Region pointing data
* * * *
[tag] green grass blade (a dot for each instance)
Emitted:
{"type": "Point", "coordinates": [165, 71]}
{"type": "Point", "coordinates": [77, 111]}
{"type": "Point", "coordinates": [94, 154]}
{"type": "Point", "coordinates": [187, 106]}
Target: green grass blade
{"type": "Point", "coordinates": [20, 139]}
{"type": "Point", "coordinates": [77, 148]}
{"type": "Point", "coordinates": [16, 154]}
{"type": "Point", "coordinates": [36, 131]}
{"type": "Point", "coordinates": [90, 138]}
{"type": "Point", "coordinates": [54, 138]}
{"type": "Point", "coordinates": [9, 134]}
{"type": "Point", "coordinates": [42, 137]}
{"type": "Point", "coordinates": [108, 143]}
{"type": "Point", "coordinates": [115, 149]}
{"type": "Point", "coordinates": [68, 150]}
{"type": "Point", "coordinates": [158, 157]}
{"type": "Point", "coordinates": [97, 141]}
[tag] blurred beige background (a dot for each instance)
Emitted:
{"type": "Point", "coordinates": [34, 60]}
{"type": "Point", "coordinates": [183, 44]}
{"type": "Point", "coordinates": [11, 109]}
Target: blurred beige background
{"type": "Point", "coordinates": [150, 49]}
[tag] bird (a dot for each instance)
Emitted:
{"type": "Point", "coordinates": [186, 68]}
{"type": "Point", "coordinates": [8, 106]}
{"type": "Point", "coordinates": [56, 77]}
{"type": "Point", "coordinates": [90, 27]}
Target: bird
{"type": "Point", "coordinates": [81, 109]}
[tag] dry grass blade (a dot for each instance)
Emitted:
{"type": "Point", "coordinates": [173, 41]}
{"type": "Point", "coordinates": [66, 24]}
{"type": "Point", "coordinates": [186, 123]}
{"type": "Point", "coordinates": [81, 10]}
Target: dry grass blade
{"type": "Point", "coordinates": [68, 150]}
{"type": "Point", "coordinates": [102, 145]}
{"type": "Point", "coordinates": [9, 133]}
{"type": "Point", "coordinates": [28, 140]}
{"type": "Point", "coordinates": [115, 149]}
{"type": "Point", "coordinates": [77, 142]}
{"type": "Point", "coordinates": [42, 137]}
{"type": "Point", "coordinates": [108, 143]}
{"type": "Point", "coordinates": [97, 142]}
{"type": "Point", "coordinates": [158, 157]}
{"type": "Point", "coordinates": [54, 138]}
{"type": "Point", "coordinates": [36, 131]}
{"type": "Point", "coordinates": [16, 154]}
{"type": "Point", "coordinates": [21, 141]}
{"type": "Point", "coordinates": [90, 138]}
* * * *
→ PROBLEM
Every line above should be duplicated exactly as it stands.

→ SOLUTION FOR THIS EXERCISE
[tag] green grass blade (a dot for each instance)
Emitted:
{"type": "Point", "coordinates": [165, 71]}
{"type": "Point", "coordinates": [77, 111]}
{"type": "Point", "coordinates": [94, 154]}
{"type": "Point", "coordinates": [187, 106]}
Target: green grass blade
{"type": "Point", "coordinates": [20, 139]}
{"type": "Point", "coordinates": [77, 148]}
{"type": "Point", "coordinates": [16, 154]}
{"type": "Point", "coordinates": [36, 131]}
{"type": "Point", "coordinates": [90, 138]}
{"type": "Point", "coordinates": [54, 138]}
{"type": "Point", "coordinates": [9, 134]}
{"type": "Point", "coordinates": [42, 137]}
{"type": "Point", "coordinates": [108, 143]}
{"type": "Point", "coordinates": [115, 149]}
{"type": "Point", "coordinates": [68, 150]}
{"type": "Point", "coordinates": [158, 157]}
{"type": "Point", "coordinates": [97, 141]}
[tag] blurred beige background (a dot for each instance)
Emitted:
{"type": "Point", "coordinates": [34, 60]}
{"type": "Point", "coordinates": [183, 44]}
{"type": "Point", "coordinates": [11, 109]}
Target: blurred beige background
{"type": "Point", "coordinates": [150, 49]}
[tag] bird (a dot for each instance)
Emitted:
{"type": "Point", "coordinates": [186, 68]}
{"type": "Point", "coordinates": [8, 106]}
{"type": "Point", "coordinates": [56, 77]}
{"type": "Point", "coordinates": [90, 27]}
Target: bird
{"type": "Point", "coordinates": [81, 109]}
[tag] dry grass blade (a dot for each instance)
Emitted:
{"type": "Point", "coordinates": [173, 41]}
{"type": "Point", "coordinates": [66, 24]}
{"type": "Point", "coordinates": [186, 123]}
{"type": "Point", "coordinates": [81, 10]}
Target: dry grass blade
{"type": "Point", "coordinates": [68, 150]}
{"type": "Point", "coordinates": [102, 145]}
{"type": "Point", "coordinates": [9, 133]}
{"type": "Point", "coordinates": [28, 140]}
{"type": "Point", "coordinates": [115, 149]}
{"type": "Point", "coordinates": [77, 142]}
{"type": "Point", "coordinates": [42, 137]}
{"type": "Point", "coordinates": [108, 143]}
{"type": "Point", "coordinates": [97, 142]}
{"type": "Point", "coordinates": [158, 157]}
{"type": "Point", "coordinates": [54, 138]}
{"type": "Point", "coordinates": [36, 131]}
{"type": "Point", "coordinates": [16, 154]}
{"type": "Point", "coordinates": [21, 141]}
{"type": "Point", "coordinates": [90, 138]}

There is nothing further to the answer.